> **Extract to read**

Content starts

Why Do We Rake Leaves?

At the last township meeting, the commissioners noted the high cost of the township’s leaf collection program. Collecting leaves across the township takes a large amount of the township’s public works time in the fall. The truck and equipment requires regular maintenance and replacement. The leaves collected by public works are composted and then redistributed as leaf mulch for a fee, again requiring township manpower and trucks in the spring.

If you google leaf removal vs. mulching, however, you find a list of articles telling you to not remove leaves from your lawn. Here’s what Penn State extension has to say,

Must I rake all the leaves?
Answer: Ecologically speaking you do not need to rake leaves, but a heavy layer can smother your lawn grass and prevent new growth in spring. Compacted leaves can promote snow mold diseases that damage turf grass. The easiest way to treat leaves on your lawn is to pass over them with a mower a few times to shred them into small pieces. This method will return nitrogen to the soil as the chipped leaves decompose. In the garden, you can leave them where they fall, so they help insulate plant roots. I rake them and run them over with the mower then return the shredded leaves to the flower beds. If you want to remove leaves from your garden, add them to your compost pile rather than bagging them and hauling them away. Composting leaves is a great way to recycle nutrients.

Here’s some of the other articles:

Mulching leaves back into the soil provides a closed cycle for the nutrients that trees used to create the leaves. It acts as fertilizer for gardens, lawns and trees. By raking and removing leaves, residents are steadily depleting the soil of these important nutrients, thus making it inevitable that fertilizers will have to be used to restore them (at further expense and damage to our waterways through fertilizer runoff). Leaf mulching also provides habitat for some creatures, thus improving local biodiversity. Leaf mulching can be more sustainable as it removes the need for those gas-burning trucks driving around our neighborhood for the entire fall.

So leaf removal is expensive, depletes the township’s manpower, is bad for the environment and is bad for the lawns and trees. Which leads to the question, why are we doing this?

Content ends

> **Check your understanding**
a) In the article on raking leaves, list every charge that the closing paragraph makes against leaf removal.
b) Print the passage of the article on raking leaves between "So leaf removal" and "we doing this?", inclusive.

> **Source material**
Content starts

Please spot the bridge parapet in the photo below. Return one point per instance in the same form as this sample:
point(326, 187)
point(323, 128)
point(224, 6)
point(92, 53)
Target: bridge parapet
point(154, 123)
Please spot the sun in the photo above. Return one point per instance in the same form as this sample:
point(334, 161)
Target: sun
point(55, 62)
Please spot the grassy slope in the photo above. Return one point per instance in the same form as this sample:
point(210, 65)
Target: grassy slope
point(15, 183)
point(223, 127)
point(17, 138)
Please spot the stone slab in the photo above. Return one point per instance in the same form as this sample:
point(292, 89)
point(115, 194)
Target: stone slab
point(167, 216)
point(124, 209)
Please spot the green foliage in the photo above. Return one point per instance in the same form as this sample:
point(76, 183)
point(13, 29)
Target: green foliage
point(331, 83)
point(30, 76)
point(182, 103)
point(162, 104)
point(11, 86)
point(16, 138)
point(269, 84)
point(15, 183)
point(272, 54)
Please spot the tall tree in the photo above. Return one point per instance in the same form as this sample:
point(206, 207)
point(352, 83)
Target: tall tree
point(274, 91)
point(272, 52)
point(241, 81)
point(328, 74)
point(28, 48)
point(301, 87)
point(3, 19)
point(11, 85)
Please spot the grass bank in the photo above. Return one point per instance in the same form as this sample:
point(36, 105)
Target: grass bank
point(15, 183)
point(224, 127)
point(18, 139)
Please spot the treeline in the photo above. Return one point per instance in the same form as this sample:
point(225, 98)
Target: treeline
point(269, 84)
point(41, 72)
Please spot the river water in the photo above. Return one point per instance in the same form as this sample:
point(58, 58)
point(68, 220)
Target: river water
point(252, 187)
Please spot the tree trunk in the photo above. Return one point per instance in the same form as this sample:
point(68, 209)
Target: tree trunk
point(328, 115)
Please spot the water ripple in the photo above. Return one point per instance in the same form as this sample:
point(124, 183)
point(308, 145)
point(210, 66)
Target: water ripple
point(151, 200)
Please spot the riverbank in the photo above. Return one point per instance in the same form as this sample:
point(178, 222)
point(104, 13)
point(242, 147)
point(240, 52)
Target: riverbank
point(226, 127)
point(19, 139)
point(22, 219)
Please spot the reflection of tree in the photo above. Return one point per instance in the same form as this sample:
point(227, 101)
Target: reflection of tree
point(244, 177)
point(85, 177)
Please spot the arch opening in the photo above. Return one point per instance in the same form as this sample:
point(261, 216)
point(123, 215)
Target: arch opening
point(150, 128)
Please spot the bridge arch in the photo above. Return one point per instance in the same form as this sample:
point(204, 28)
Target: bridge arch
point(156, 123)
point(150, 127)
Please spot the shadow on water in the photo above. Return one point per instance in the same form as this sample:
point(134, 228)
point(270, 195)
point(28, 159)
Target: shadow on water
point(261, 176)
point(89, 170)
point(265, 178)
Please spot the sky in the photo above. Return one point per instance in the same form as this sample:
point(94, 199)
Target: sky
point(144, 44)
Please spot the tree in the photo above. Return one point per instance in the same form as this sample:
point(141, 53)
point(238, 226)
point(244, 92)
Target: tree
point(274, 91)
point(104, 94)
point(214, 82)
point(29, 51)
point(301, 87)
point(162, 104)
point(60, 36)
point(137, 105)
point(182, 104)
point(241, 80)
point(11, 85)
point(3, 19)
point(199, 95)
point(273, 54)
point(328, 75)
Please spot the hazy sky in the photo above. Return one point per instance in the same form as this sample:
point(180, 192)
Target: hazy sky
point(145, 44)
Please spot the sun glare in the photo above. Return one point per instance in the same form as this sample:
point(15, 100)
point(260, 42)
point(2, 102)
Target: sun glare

Content ends

> **Answers for the tasks**
a)
- It is expensive.
- It depletes the township's manpower.
- It is bad for the environment.
- It is bad for the lawns and trees.

b)
So leaf removal is expensive, depletes the township’s manpower, is bad for the environment and is bad for the lawns and trees. Which leads to the question, why are we doing this?